Set task a:
Answer these questions from the text on Formula One drivers from East Germany:
(i) How many starts are listed?
(ii) In what position did Ernst Klodwig finish at the 1953 German Grand Prix?
(iii) Until what year was East Germany not represented in the FIA?

Text excerpt:
***
Formula One drivers from East Germany
- Drivers: 4
- Grands Prix: 2
- Entries: 6
- Starts: 6
- Best season finish: NC (1952, 1953)
- Wins: 0
- Podiums: 0
- Pole positions: 0
- Fastest laps: 0
- Points: 0
- First entry: 1952 German Grand Prix
- Latest entry: 1953 German Grand Prix

= Formula One drivers from East Germany =

List of Formula One driver from East Germany

There were 4 Formula One drivers from East Germany, with one of them (Edgar Barth) later racing as a West German. With the exception of Barth, no East German raced in Formula One outside of Germany or after 1953.

==Former drivers==
Although East Germany was not represented in the FIA until 1957, there have been 4 World Championship drivers who are recorded as having competed under the East German flag, including:

- Ernst Klodwig is the most successful driver to race in the World Drivers' Championship while a resident of East Germany. Klodwig competed in the 1952 German Grand Prix where he finished 12th, and in the 1953 German Grand Prix where he finished 15th.
***
Set task b: Show every line of the records that contains the string "flag".

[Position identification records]
***
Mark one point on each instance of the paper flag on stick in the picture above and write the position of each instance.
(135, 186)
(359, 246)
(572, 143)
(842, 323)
***
Exercise result a:
(i) 6
(ii) 15th
(iii) 1957

Exercise result b:
Mark one point on each instance of the paper flag on stick in the picture above and write the position of each instance.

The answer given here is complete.